## [EXTRACT]
Donna Wiltrout, 42, had to be at work by 5 a.m. on a recent Tuesday. But at a few minutes to 11 p.m. Monday, she was sitting on a bed in the hallway of Frederick Memorial Hospital waiting to be seen by a doctor.
“There’s no way I’m going to make it,” she said.
Wiltrout, a school bus driver, said she had driven 20 minutes from her home in Thurmont, Maryland to Frederick Memorial Tuesday evening with shortness of breath and increasingly severe chest pains.
A few months ago, she sat in the same hallway spot with the same symptoms, she said, but had to leave because the wait had gotten too long — more than five hours.
Wiltrout said she visits her family doctor every three to six months, but she didn’t have a scheduled appointment in the time from her last hospital visit and wasn’t able to add one.
But that Monday, she said, her symptoms were worse.
With a mostly empty waiting room and few ambulance arrivals, she had been waiting for about three hours.

Dataset entries:
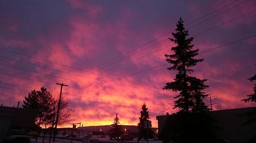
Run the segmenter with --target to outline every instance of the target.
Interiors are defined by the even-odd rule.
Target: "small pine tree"
[[[147,109],[148,108],[146,107],[146,105],[144,103],[141,106],[141,110],[140,111],[140,117],[139,118],[140,122],[138,123],[138,126],[139,126],[140,133],[139,139],[141,138],[146,138],[147,137],[147,132],[148,131],[148,137],[152,138],[153,135],[153,132],[151,129],[144,129],[144,122],[150,119],[150,115],[148,114],[148,111]],[[148,130],[147,131],[147,130]]]
[[[167,82],[163,88],[164,90],[179,92],[177,99],[174,102],[174,108],[178,108],[180,111],[200,112],[207,110],[207,106],[203,99],[208,95],[202,92],[209,86],[204,85],[206,79],[200,79],[189,76],[194,70],[191,67],[201,62],[203,59],[195,58],[198,54],[199,49],[193,49],[191,44],[194,38],[187,38],[188,32],[184,27],[184,21],[180,18],[177,24],[176,33],[173,33],[173,38],[169,38],[172,42],[177,44],[177,46],[172,47],[173,54],[165,55],[166,61],[171,65],[168,70],[176,70],[177,73],[174,81]]]
[[[119,119],[117,116],[117,113],[116,115],[116,117],[114,119],[113,123],[114,124],[111,125],[112,129],[110,131],[110,139],[115,138],[122,134],[121,126],[120,126],[120,123],[119,122]]]
[[[251,82],[253,82],[253,81],[256,80],[256,74],[255,75],[249,78],[248,78],[248,80],[250,80]],[[247,98],[244,99],[242,100],[242,101],[244,101],[245,102],[256,102],[256,84],[254,84],[254,88],[252,88],[253,93],[252,94],[250,94],[247,95],[247,96],[248,97]]]
[[[47,89],[41,88],[40,91],[35,90],[29,93],[28,97],[23,100],[23,107],[37,110],[36,123],[40,126],[42,119],[49,118],[52,113],[53,106],[55,103],[52,94]]]
[[[248,78],[248,79],[251,82],[253,82],[253,81],[256,80],[256,74],[255,74],[254,76]],[[254,84],[254,87],[252,89],[253,93],[247,95],[247,98],[242,100],[242,101],[246,103],[248,102],[254,102],[256,103],[256,84]],[[256,110],[248,112],[245,114],[248,117],[249,120],[247,121],[244,124],[248,125],[256,122]],[[256,127],[255,128],[256,129]]]
[[[113,123],[115,125],[118,125],[120,124],[119,123],[119,119],[118,118],[118,117],[117,116],[117,113],[116,115],[116,118],[114,119],[114,122]]]

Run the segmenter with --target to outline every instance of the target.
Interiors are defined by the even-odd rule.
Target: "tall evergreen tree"
[[[119,119],[118,118],[118,116],[117,116],[117,113],[116,115],[116,118],[114,119],[114,122],[113,122],[114,125],[118,125],[120,124],[119,123]]]
[[[253,82],[253,81],[256,80],[256,74],[255,75],[249,78],[248,78],[249,80],[251,82]],[[244,101],[245,102],[256,102],[256,84],[254,84],[254,87],[252,88],[253,93],[252,94],[250,94],[247,95],[247,98],[244,99],[242,100],[242,101]]]
[[[195,58],[198,54],[199,49],[193,49],[191,44],[194,38],[187,38],[188,32],[184,27],[184,22],[181,18],[177,24],[176,32],[173,33],[173,38],[169,38],[177,44],[171,50],[173,54],[165,54],[166,61],[171,65],[169,70],[177,71],[174,81],[167,82],[163,88],[164,90],[171,90],[179,92],[175,97],[177,99],[174,102],[174,108],[178,108],[180,111],[200,112],[207,110],[207,106],[203,99],[207,96],[203,91],[208,87],[204,85],[206,79],[200,79],[190,75],[194,70],[191,69],[203,59]]]
[[[256,80],[256,73],[254,76],[248,78],[251,82],[253,82]],[[254,102],[256,103],[256,83],[254,84],[254,87],[252,88],[253,93],[249,94],[247,96],[247,98],[242,100],[242,101],[245,102]],[[252,123],[256,122],[256,110],[248,112],[246,115],[249,118],[249,120],[245,123],[245,124],[250,124]],[[255,128],[256,129],[256,127]]]
[[[150,119],[150,115],[148,114],[148,111],[147,109],[148,108],[146,107],[146,105],[144,103],[141,106],[141,110],[140,111],[140,117],[139,118],[140,122],[138,123],[139,129],[139,138],[140,139],[141,138],[146,138],[147,137],[147,132],[148,132],[148,137],[151,138],[153,135],[153,132],[151,129],[144,129],[144,122],[146,121],[148,121]],[[148,130],[147,131],[147,130]]]
[[[165,56],[171,66],[167,69],[177,73],[174,81],[167,82],[163,89],[179,93],[175,97],[174,108],[179,110],[167,119],[160,137],[164,143],[207,142],[212,137],[212,119],[203,101],[208,96],[203,90],[208,86],[204,84],[206,79],[191,75],[194,71],[191,68],[203,59],[196,58],[199,49],[193,49],[194,38],[187,38],[188,32],[181,18],[176,26],[173,38],[169,38],[177,44],[171,48],[174,53]]]

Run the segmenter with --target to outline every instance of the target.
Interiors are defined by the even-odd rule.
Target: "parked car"
[[[106,137],[106,136],[103,134],[99,135],[99,137]]]
[[[216,138],[210,141],[210,143],[230,143],[231,141],[225,139],[221,138]]]
[[[86,135],[84,135],[84,138],[90,138],[90,137],[93,137],[93,135],[91,134]]]
[[[4,139],[4,142],[29,143],[30,142],[30,138],[28,135],[28,133],[25,130],[13,130],[5,136]]]
[[[116,137],[116,140],[133,140],[134,139],[133,135],[130,134],[122,134],[120,136],[118,136]]]
[[[66,137],[70,137],[71,136],[72,136],[72,134],[67,134],[66,135]],[[76,135],[75,135],[75,134],[73,135],[73,137],[76,137]]]

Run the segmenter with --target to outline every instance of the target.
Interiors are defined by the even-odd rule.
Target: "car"
[[[103,134],[99,135],[99,137],[106,137],[106,136]]]
[[[121,136],[116,137],[116,140],[120,141],[133,140],[134,139],[134,137],[130,134],[122,134]]]
[[[67,134],[66,135],[66,137],[70,137],[71,136],[72,136],[72,134]],[[76,135],[75,135],[75,134],[73,135],[73,137],[76,137]]]
[[[210,143],[230,143],[231,141],[222,138],[215,138],[212,140],[210,140]]]
[[[90,138],[90,137],[93,137],[93,135],[91,134],[89,134],[84,135],[84,138]]]
[[[7,133],[4,139],[4,142],[30,142],[28,133],[23,130],[13,130]]]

## [WORK TO COMPLETE]
1. List every place name that appears in the hospital wait extract.
2. Set down the passage of the hospital wait extract word for word, from "Donna Wiltrout, 42, had" to "to add one.".
The records play no part in the work on this page.

## [PER-TASK ANSWERS]
1. Frederick Memorial Hospital, Thurmont, Maryland

2.
Donna Wiltrout, 42, had to be at work by 5 a.m. on a recent Tuesday. But at a few minutes to 11 p.m. Monday, she was sitting on a bed in the hallway of Frederick Memorial Hospital waiting to be seen by a doctor.
“There’s no way I’m going to make it,” she said.
Wiltrout, a school bus driver, said she had driven 20 minutes from her home in Thurmont, Maryland to Frederick Memorial Tuesday evening with shortness of breath and increasingly severe chest pains.
A few months ago, she sat in the same hallway spot with the same symptoms, she said, but had to leave because the wait had gotten too long — more than five hours.
Wiltrout said she visits her family doctor every three to six months, but she didn’t have a scheduled appointment in the time from her last hospital visit and wasn’t able to add one.